▶ _DIRECTION_:
Pick out each line of the records that contains the string "fragment" and copy those lines in full. Case counts.

▶ _RECORDS FOR PROCESSING_:
>>>

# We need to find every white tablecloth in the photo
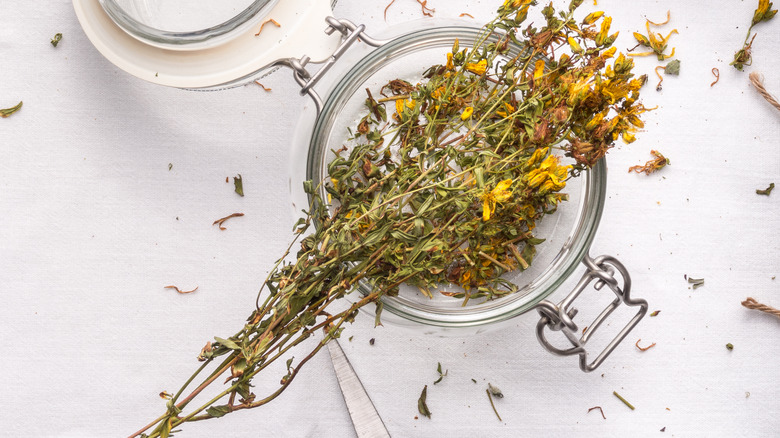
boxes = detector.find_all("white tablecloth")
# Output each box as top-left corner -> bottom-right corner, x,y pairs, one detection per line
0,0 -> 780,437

<<<
>>>

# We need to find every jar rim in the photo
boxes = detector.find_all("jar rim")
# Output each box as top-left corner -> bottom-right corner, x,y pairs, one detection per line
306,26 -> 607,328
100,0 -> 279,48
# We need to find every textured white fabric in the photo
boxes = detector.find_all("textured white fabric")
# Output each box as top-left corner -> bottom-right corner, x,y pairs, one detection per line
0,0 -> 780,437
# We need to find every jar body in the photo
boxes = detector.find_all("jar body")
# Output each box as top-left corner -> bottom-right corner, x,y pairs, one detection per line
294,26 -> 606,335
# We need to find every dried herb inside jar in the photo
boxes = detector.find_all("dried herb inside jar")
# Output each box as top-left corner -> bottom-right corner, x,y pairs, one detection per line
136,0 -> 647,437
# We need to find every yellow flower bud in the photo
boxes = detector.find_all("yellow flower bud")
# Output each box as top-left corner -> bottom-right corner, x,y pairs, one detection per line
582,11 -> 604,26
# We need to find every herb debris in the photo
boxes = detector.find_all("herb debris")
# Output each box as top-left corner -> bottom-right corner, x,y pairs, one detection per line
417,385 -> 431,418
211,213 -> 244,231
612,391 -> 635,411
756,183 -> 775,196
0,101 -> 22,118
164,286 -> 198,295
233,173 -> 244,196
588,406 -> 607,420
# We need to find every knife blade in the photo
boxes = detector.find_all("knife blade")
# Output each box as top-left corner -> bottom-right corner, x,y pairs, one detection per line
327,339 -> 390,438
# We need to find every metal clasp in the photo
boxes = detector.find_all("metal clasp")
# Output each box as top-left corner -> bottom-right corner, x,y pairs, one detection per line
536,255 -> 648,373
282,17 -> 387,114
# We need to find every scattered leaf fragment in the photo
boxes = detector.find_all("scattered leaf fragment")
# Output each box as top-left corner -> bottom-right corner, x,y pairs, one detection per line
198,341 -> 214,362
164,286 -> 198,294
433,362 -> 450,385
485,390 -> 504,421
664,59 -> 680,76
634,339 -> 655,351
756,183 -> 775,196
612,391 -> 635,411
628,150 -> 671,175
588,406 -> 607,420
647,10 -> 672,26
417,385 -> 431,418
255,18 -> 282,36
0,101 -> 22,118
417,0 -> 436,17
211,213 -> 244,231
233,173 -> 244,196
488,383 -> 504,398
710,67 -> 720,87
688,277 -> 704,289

<<<
>>>

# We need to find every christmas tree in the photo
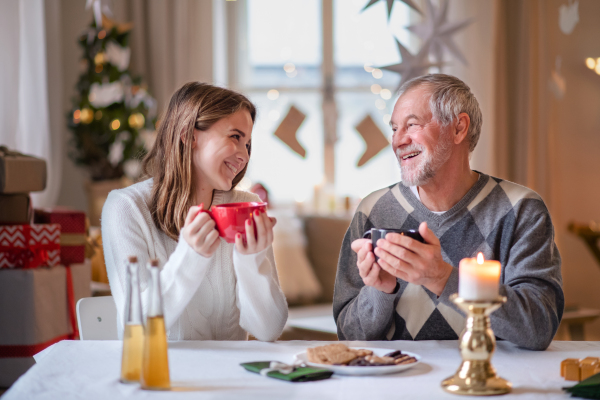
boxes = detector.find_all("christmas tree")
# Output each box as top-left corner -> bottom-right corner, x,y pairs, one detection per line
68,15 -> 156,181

<<<

▶ _EXPECTED ANSWER_:
# We need to find every scattered leaf fragment in the photo
boxes = detector.find_all("scattered leaf fragment")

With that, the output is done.